_Selected passage_.
_____
EU agrees to start talks with Turkey
LUXEMBOURG, June 12: The European Union clinched a last-minute deal to start detailed membership talks with Turkey on Monday, overcoming Cypriot objections and narrowly avoiding a new crisis for the beleaguered bloc. But EU foreign ministers warned that tension between Turkey and Cyprus risks clouding the talks so long as Ankara refuses to normalise ties with the Greek Cypriot government in Nicosia.
“Failure to implement its obligations in full will affect the overall progress in the negotiations,” it said in a carefully-worded compromise formula to appease Nicosia and keep pressure on Ankara.
The deal paved the way for the vast mostly-Muslim state to start concrete talks eight months after it secured a landmark green light from the EU.
“It’s good that the EU found a way out of this situation,” said Turkey’s ambassador to the EU, Volkan Bozkir. “The good thing is we have achieved a result and the difficulties have been eliminated.”
Turkish Foreign Minister Abdullah Gul, who had insisted on staying in Ankara until a deal was reached, was expected to fly into Luxembourg later in the day for a formal ceremony opening the talks.
Ankara won an EU green light last October to start membership talks, but only after allaying critics who wanted Turkey to be offered a “privileged partnership” rather than full EU membership.
_____
_Entries shown_.

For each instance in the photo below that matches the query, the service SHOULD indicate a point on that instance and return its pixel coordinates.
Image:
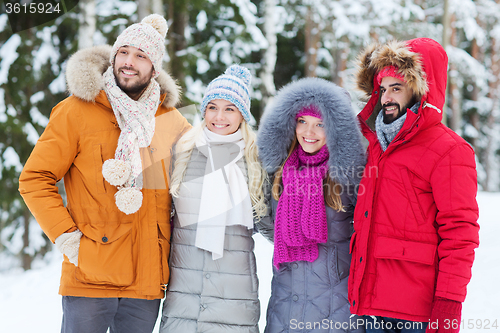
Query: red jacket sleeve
(454, 186)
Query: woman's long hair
(256, 175)
(331, 190)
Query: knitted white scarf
(225, 199)
(136, 120)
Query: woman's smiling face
(310, 134)
(222, 117)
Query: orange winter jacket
(120, 255)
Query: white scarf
(136, 120)
(225, 199)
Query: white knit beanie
(148, 36)
(232, 86)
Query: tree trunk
(445, 42)
(311, 44)
(143, 9)
(177, 14)
(340, 56)
(455, 122)
(157, 7)
(270, 55)
(87, 24)
(492, 145)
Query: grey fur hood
(85, 69)
(277, 127)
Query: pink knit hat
(148, 36)
(392, 71)
(310, 110)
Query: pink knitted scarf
(301, 215)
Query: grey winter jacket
(204, 295)
(312, 296)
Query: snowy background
(29, 301)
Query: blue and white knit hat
(232, 86)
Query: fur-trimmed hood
(343, 138)
(422, 62)
(85, 69)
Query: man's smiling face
(396, 97)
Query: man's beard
(389, 118)
(136, 88)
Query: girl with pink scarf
(310, 144)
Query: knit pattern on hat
(232, 86)
(148, 36)
(301, 214)
(136, 120)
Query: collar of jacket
(84, 77)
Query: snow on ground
(29, 301)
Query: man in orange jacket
(416, 216)
(111, 142)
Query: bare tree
(270, 54)
(143, 9)
(445, 42)
(87, 26)
(455, 101)
(312, 36)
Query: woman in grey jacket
(217, 189)
(310, 143)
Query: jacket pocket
(405, 276)
(412, 197)
(105, 256)
(164, 235)
(98, 161)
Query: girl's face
(222, 117)
(310, 134)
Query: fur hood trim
(85, 69)
(343, 137)
(375, 57)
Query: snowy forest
(278, 40)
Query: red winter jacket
(416, 217)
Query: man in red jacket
(416, 216)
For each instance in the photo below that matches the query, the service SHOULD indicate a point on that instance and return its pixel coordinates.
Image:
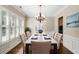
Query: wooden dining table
(41, 38)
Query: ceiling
(47, 10)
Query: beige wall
(48, 24)
(66, 12)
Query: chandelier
(40, 17)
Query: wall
(48, 24)
(69, 34)
(10, 44)
(68, 11)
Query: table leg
(55, 48)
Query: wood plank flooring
(18, 50)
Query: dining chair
(58, 38)
(41, 47)
(23, 39)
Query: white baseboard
(6, 47)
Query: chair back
(58, 37)
(23, 39)
(41, 47)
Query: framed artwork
(72, 20)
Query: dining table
(40, 37)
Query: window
(4, 26)
(17, 27)
(21, 25)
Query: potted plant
(27, 31)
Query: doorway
(60, 25)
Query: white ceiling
(47, 10)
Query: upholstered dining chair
(23, 39)
(58, 38)
(41, 47)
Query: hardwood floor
(18, 50)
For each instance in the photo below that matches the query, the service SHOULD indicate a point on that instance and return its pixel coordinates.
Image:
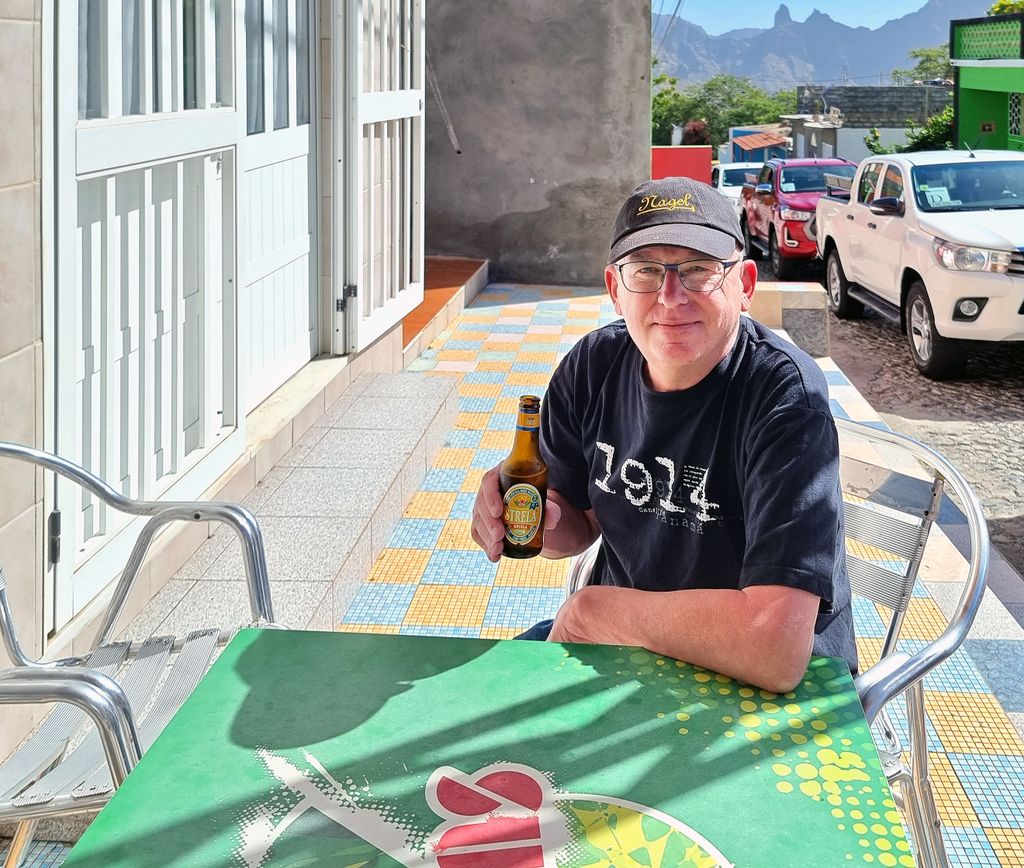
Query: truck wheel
(840, 302)
(750, 251)
(781, 266)
(936, 357)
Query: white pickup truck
(933, 241)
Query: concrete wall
(20, 331)
(550, 103)
(876, 106)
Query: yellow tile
(972, 723)
(456, 355)
(453, 458)
(534, 572)
(923, 620)
(456, 534)
(448, 605)
(500, 633)
(1009, 845)
(472, 421)
(518, 378)
(430, 505)
(532, 355)
(497, 439)
(479, 390)
(472, 480)
(399, 566)
(953, 805)
(391, 630)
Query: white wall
(850, 140)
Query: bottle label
(528, 421)
(523, 513)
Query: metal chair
(893, 489)
(119, 694)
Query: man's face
(682, 334)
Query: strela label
(522, 513)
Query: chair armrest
(98, 695)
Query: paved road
(977, 422)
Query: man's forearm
(573, 533)
(725, 631)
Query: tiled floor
(432, 579)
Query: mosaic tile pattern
(432, 579)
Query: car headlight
(961, 258)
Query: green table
(352, 749)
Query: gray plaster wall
(550, 104)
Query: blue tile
(460, 438)
(442, 479)
(994, 783)
(488, 377)
(1001, 663)
(486, 459)
(463, 506)
(380, 604)
(522, 607)
(416, 533)
(836, 378)
(458, 567)
(838, 411)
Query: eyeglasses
(697, 275)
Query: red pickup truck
(778, 210)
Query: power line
(668, 30)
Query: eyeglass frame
(674, 266)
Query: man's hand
(488, 529)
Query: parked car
(934, 241)
(777, 205)
(728, 179)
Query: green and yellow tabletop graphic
(360, 750)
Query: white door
(141, 365)
(382, 186)
(276, 304)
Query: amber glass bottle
(523, 479)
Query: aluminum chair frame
(897, 673)
(86, 682)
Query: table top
(357, 749)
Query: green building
(988, 100)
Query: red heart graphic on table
(507, 798)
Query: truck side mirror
(888, 206)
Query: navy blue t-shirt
(729, 483)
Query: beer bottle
(523, 481)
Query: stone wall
(876, 106)
(20, 333)
(549, 105)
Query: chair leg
(19, 844)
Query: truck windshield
(810, 178)
(735, 177)
(969, 185)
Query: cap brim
(701, 239)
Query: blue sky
(716, 16)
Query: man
(701, 448)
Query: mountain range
(818, 50)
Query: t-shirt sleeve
(561, 438)
(793, 507)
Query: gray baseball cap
(680, 212)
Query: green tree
(722, 101)
(931, 63)
(1003, 7)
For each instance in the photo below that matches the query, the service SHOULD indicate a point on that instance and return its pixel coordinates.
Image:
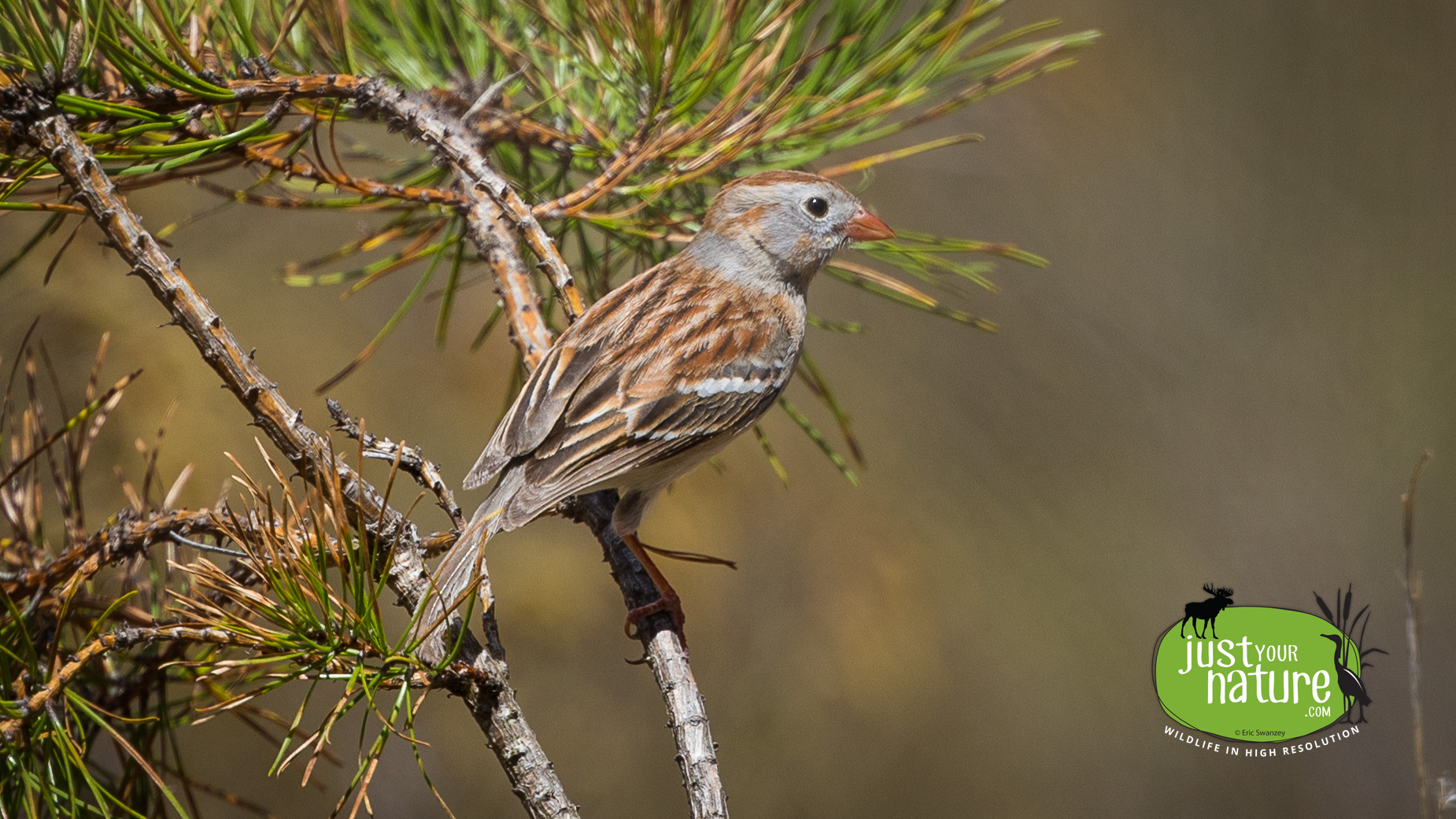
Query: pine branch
(493, 706)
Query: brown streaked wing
(549, 389)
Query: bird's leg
(690, 556)
(667, 598)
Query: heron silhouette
(1350, 685)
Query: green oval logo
(1257, 674)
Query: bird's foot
(667, 603)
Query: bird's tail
(462, 572)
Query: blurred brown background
(1242, 345)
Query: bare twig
(494, 707)
(1413, 633)
(490, 226)
(411, 462)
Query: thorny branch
(494, 707)
(409, 460)
(128, 536)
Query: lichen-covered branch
(494, 707)
(667, 658)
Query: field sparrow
(664, 371)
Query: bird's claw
(670, 604)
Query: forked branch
(493, 706)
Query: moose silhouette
(1207, 611)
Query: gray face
(791, 221)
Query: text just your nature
(1233, 684)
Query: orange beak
(867, 227)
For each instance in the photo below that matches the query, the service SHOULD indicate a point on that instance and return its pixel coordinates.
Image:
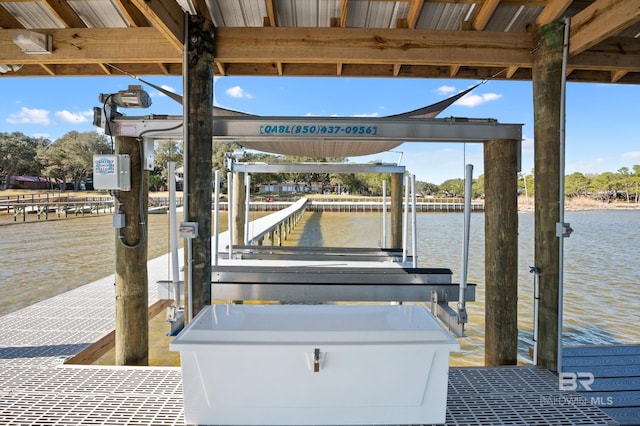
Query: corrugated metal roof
(238, 13)
(512, 18)
(33, 15)
(443, 16)
(356, 51)
(99, 13)
(375, 14)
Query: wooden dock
(608, 377)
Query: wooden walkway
(606, 376)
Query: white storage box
(314, 364)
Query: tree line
(69, 160)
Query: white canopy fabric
(337, 148)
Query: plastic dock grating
(36, 389)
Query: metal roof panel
(443, 16)
(33, 15)
(99, 13)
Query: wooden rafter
(552, 11)
(65, 13)
(132, 14)
(7, 20)
(166, 17)
(372, 46)
(484, 13)
(601, 20)
(95, 45)
(272, 13)
(414, 13)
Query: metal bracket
(563, 230)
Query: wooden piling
(199, 156)
(501, 252)
(395, 235)
(132, 299)
(547, 87)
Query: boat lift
(341, 135)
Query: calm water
(602, 279)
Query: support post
(238, 199)
(396, 211)
(199, 159)
(547, 88)
(501, 252)
(132, 299)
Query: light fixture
(33, 43)
(5, 68)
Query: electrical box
(112, 172)
(148, 152)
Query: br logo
(575, 381)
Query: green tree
(624, 181)
(636, 180)
(18, 155)
(452, 187)
(576, 184)
(604, 186)
(70, 158)
(426, 188)
(477, 187)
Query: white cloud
(445, 90)
(470, 100)
(73, 117)
(631, 156)
(30, 116)
(238, 92)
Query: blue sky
(602, 134)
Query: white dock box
(314, 364)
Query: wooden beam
(484, 13)
(93, 352)
(107, 70)
(552, 12)
(501, 251)
(617, 75)
(272, 12)
(343, 13)
(373, 46)
(95, 45)
(547, 82)
(221, 68)
(167, 17)
(48, 69)
(415, 9)
(600, 20)
(132, 289)
(65, 13)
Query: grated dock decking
(37, 389)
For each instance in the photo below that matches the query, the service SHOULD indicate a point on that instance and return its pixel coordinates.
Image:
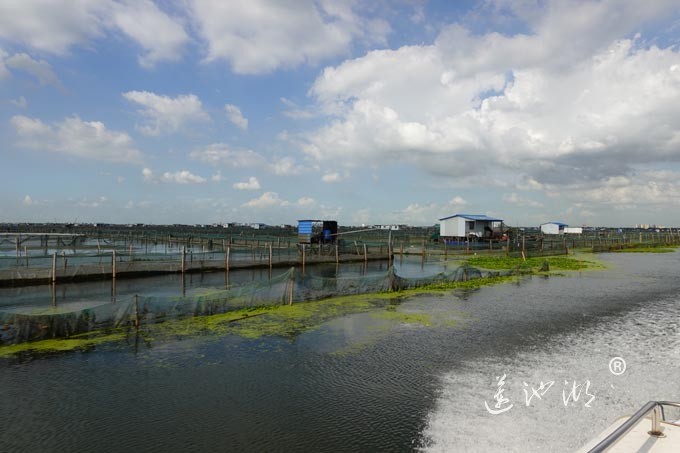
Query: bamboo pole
(136, 312)
(292, 284)
(54, 267)
(303, 258)
(227, 256)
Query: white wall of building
(453, 227)
(550, 228)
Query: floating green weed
(506, 262)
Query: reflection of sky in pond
(364, 382)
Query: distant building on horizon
(469, 225)
(553, 227)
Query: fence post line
(54, 267)
(136, 313)
(227, 256)
(292, 284)
(390, 280)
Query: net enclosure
(27, 324)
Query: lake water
(365, 382)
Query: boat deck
(638, 438)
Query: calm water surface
(364, 383)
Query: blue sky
(196, 111)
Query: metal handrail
(655, 407)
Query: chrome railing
(657, 416)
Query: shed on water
(470, 225)
(317, 231)
(553, 227)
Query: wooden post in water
(292, 284)
(304, 258)
(270, 257)
(54, 267)
(136, 313)
(226, 264)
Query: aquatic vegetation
(644, 248)
(291, 320)
(555, 262)
(77, 342)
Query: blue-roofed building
(553, 227)
(317, 231)
(475, 226)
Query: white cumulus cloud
(266, 200)
(236, 117)
(178, 177)
(161, 36)
(525, 105)
(165, 114)
(221, 154)
(40, 69)
(260, 36)
(73, 136)
(56, 27)
(251, 184)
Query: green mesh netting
(52, 322)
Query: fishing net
(18, 325)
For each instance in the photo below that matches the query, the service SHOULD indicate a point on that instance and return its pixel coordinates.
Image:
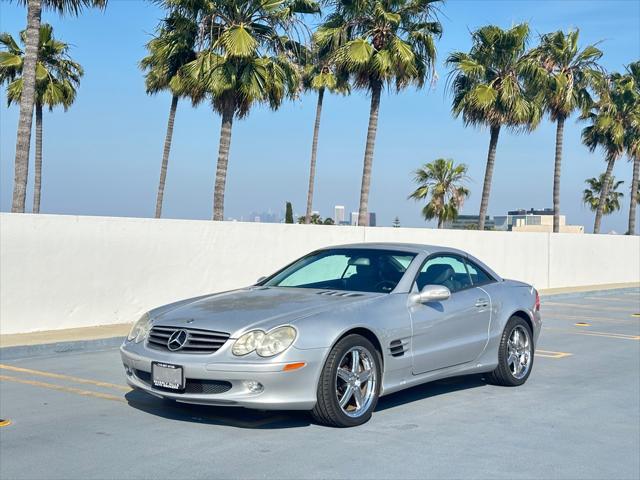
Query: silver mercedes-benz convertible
(337, 329)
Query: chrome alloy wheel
(356, 381)
(519, 352)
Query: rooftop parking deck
(578, 416)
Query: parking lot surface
(72, 416)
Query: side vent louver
(396, 348)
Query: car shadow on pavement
(213, 415)
(257, 419)
(432, 389)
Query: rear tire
(349, 384)
(515, 355)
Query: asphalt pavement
(73, 417)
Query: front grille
(144, 376)
(198, 341)
(206, 387)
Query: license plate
(166, 375)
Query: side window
(478, 276)
(446, 270)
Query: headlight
(265, 345)
(276, 341)
(140, 329)
(247, 343)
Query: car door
(453, 331)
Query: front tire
(349, 384)
(515, 355)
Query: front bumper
(282, 390)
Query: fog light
(253, 386)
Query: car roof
(416, 248)
(403, 247)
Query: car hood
(256, 307)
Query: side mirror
(432, 293)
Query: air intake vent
(397, 348)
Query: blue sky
(102, 157)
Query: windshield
(355, 269)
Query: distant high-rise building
(339, 214)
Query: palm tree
(591, 196)
(246, 60)
(633, 140)
(381, 42)
(565, 76)
(57, 78)
(27, 100)
(441, 181)
(169, 51)
(319, 75)
(609, 119)
(488, 89)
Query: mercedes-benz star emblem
(177, 340)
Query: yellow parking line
(588, 307)
(553, 316)
(52, 386)
(64, 377)
(623, 336)
(552, 354)
(607, 299)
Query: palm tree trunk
(488, 174)
(556, 174)
(363, 217)
(634, 196)
(604, 193)
(38, 170)
(165, 155)
(223, 161)
(27, 100)
(314, 151)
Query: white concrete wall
(66, 271)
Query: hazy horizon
(102, 157)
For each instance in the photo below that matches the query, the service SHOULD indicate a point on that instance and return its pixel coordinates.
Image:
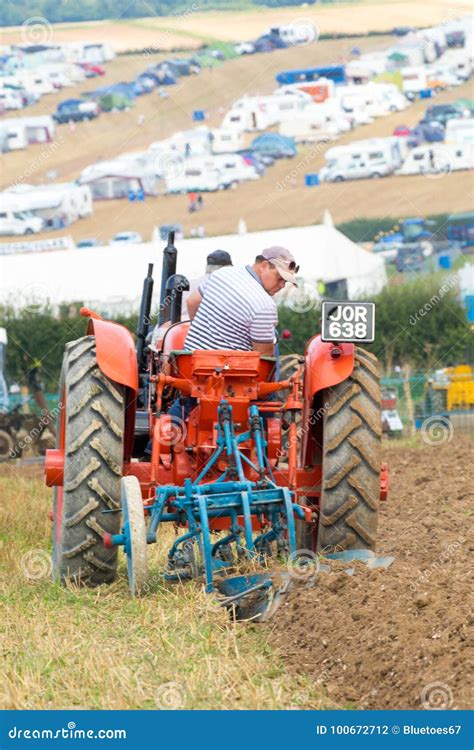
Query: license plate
(348, 321)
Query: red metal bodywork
(322, 370)
(241, 378)
(116, 357)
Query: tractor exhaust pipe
(175, 286)
(170, 256)
(144, 318)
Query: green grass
(97, 649)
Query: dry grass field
(388, 634)
(114, 133)
(97, 649)
(191, 28)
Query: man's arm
(193, 302)
(262, 332)
(264, 347)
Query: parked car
(126, 238)
(402, 130)
(165, 229)
(245, 48)
(198, 179)
(76, 110)
(410, 257)
(274, 145)
(19, 223)
(442, 113)
(92, 69)
(89, 242)
(431, 132)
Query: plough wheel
(351, 460)
(90, 431)
(135, 533)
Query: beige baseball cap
(283, 261)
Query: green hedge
(434, 338)
(366, 230)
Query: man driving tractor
(234, 308)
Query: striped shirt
(235, 311)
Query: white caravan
(460, 131)
(438, 159)
(20, 132)
(459, 61)
(255, 113)
(316, 123)
(371, 158)
(198, 179)
(66, 202)
(227, 141)
(10, 99)
(232, 167)
(16, 222)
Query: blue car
(277, 146)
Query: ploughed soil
(400, 637)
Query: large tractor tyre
(352, 434)
(90, 432)
(350, 492)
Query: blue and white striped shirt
(235, 312)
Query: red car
(93, 69)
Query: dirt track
(397, 638)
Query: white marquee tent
(111, 278)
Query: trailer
(460, 131)
(336, 73)
(432, 160)
(371, 158)
(314, 125)
(120, 178)
(227, 141)
(256, 113)
(419, 79)
(57, 204)
(20, 132)
(319, 91)
(233, 167)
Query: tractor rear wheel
(352, 433)
(90, 431)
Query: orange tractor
(259, 466)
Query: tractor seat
(235, 365)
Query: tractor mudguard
(115, 352)
(326, 364)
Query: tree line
(65, 11)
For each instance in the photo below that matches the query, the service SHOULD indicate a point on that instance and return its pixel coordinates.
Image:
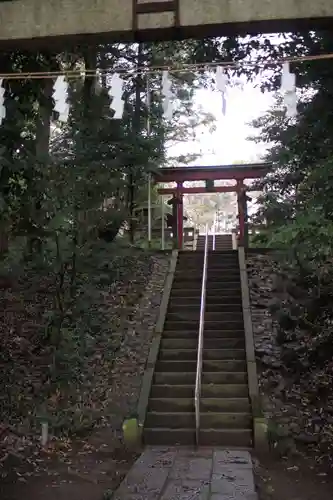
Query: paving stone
(230, 481)
(148, 483)
(202, 452)
(191, 468)
(239, 459)
(153, 458)
(186, 490)
(240, 496)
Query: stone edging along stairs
(166, 407)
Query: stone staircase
(222, 242)
(226, 418)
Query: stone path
(187, 474)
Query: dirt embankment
(85, 457)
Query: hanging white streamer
(288, 88)
(60, 96)
(2, 102)
(167, 96)
(221, 84)
(116, 93)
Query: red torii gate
(238, 172)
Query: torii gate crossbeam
(40, 22)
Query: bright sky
(229, 144)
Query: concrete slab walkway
(188, 474)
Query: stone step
(186, 404)
(207, 354)
(212, 274)
(208, 334)
(168, 437)
(186, 314)
(228, 389)
(209, 420)
(235, 382)
(238, 438)
(196, 285)
(209, 325)
(192, 343)
(220, 296)
(212, 265)
(191, 304)
(212, 365)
_____
_Given task_.
Reproduce the part of the article on the EU's talks with Turkey starting with "EU agrees to" and going on through "pressure on Ankara.".

_Solved problem_.
EU agrees to start talks with Turkey
LUXEMBOURG, June 12: The European Union clinched a last-minute deal to start detailed membership talks with Turkey on Monday, overcoming Cypriot objections and narrowly avoiding a new crisis for the beleaguered bloc. But EU foreign ministers warned that tension between Turkey and Cyprus risks clouding the talks so long as Ankara refuses to normalise ties with the Greek Cypriot government in Nicosia.
“Failure to implement its obligations in full will affect the overall progress in the negotiations,” it said in a carefully-worded compromise formula to appease Nicosia and keep pressure on Ankara.